Exercise description
Copy the part of the Occupy Wall Street poll article from "Thirty-three percent (33%)" up to and including "say the opposite.", and edit it so that "Democrats" becomes "liberals".

Addicting Info.com October 9, 2011
http://www.addictinginfo.org/2011/10/09/rasmussen-releases-occupy-wall-street-poll/
The right-leaning Rasmussen Reports returns from the field with what I think is the first poll about Occupy Wall Street.
The buried lead: At the moment, the protesters who’ve been mocked on CNN and Fox News, accused of class warfare by Mitt Romney, and handled delicately by the White House, have… decent favorable ratings.
Americans are divided on the protestors themselves.
Thirty-three percent (33%) have a favorable opinion, (and a plurality of)
Twenty-seven percent (27%) hold an unfavorable view,
Forty percent (40%) have no opinion one way or the other,
Fifty percent (50%) of Democrats have a favorable opinion. (while a plurality of )
Forty-three (43%) Republicans say the opposite.
Among those not affiliated with either major party, a solid plurality (45%) have no opinion. Most unaffiliateds are not following the story.
Will that number hold up as the movement gets more coverage? Who knows. It didn’t hold up for the Tea Party. But one way of looking at this is that the Occupy Wall Street movement is more than twice as popular as Congress. Because of that low engagement number, it’s technically more popular than the Tea Party.
In an August Rasmussen poll,
Forty-three percent (43%) of Americans considered “Tea Party” a negative label,
twenty-Nine percent (29%) considered it positive.
The message is more popular:
Seventy-nine percent (79%) of Americans “agree with the statement that the ‘The big banks got bailed out but the middle class got left behind.’” (The way I heard the chant on Friday: “Banks got bailed out, we got sold out.”) This is the context for the steady roll of Democratic endorsements; today, Russ Feingold.
The poll was conducted on Monday and Tuesday, with a sample of 1,000 adults.
The Tea Party. The Tea Party faded, I think for good reason that are easy to comprehend. First, the movement was ginned-up by people who by paradigm were concerned with government spending. One would be naïve if one did not acknowledged that powerful people found the Tea Party a most convenient vehicle for combating the newly elected non-traditional president. It was easy for the Kochs and other ‘uber’ wealthy via the likes of Dick Armey, FreedonWorks., and David Dukes Ku Klux Klan to deliver their anti-Administration messages. (For those who will question my inclusion of David Duke and the KKK, You Tube David Duke and take a listen to one of his most recent videos) If we add a taste of Sarah Palin and Chuck Grassley’s ‘killing Grandma’, it was easy to incite the middle-aged to elderly. That very level of excitement facilitated the Tea Party takeover of he House of Representatives. The efforts to take over the Senate failed because of their whacked-out candidates. In any case, half the mission was accomplished. Once Tea Party politicians took office, those very protesters found out about conservative/GOP subterfuge and effective politicking. The need for the Tea Party outside of government could then ease with no real damage to the Tea Party backers. They got one half of what the money-backers wanted. How long did it take for those Tea party protesters to find out about their party’s focus on dismantling or reducing entitlement programs?
The Occupy Wall Street movement has a vastly different genesis. Rasmussen is correct in wondering how long the movement will survive. OWS will fade with time (weather, interest and the like) but I posit that it will leave a viable and living skeleton that will influence U.S politics. In fact the Occupy Wall Street movement is in part alive due to complete grid-lock and obstructionism in Washington D.C. True bi-partisan cooperation could have led to elimination of many grievances of the eventual OWS.

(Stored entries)
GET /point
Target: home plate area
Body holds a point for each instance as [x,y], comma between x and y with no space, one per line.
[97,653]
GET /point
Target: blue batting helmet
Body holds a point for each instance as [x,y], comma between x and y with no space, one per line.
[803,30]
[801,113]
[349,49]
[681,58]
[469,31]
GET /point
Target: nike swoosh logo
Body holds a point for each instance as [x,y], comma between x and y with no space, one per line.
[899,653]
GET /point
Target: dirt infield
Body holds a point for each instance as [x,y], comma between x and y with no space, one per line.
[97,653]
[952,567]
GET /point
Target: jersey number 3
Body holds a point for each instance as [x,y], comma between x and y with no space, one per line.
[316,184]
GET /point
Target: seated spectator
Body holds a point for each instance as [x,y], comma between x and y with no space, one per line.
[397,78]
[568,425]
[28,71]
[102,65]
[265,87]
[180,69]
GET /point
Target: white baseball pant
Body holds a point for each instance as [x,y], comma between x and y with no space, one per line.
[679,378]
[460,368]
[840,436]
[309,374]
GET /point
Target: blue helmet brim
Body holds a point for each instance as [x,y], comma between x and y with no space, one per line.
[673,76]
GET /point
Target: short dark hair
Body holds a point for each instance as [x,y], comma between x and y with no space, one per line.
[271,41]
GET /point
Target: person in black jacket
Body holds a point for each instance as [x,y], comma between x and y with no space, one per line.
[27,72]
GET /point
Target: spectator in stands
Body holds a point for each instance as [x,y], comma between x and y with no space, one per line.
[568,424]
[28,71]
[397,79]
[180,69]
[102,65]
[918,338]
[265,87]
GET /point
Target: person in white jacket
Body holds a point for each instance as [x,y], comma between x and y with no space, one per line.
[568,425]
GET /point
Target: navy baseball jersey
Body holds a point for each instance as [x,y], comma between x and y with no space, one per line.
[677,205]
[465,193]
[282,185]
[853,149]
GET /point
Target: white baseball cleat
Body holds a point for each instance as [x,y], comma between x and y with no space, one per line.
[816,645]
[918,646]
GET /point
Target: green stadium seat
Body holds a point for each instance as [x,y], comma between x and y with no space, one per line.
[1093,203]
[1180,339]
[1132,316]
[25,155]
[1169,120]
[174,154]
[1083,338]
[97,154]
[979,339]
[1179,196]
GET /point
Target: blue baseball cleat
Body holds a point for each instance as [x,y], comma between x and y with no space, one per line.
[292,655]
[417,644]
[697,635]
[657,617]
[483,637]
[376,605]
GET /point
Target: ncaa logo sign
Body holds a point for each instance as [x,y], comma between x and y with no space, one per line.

Final answer
Thirty-three percent (33%) have a favorable opinion, (and a plurality of)
Twenty-seven percent (27%) hold an unfavorable view,
Forty percent (40%) have no opinion one way or the other,
Fifty percent (50%) of liberals have a favorable opinion. (while a plurality of )
Forty-three (43%) Republicans say the opposite.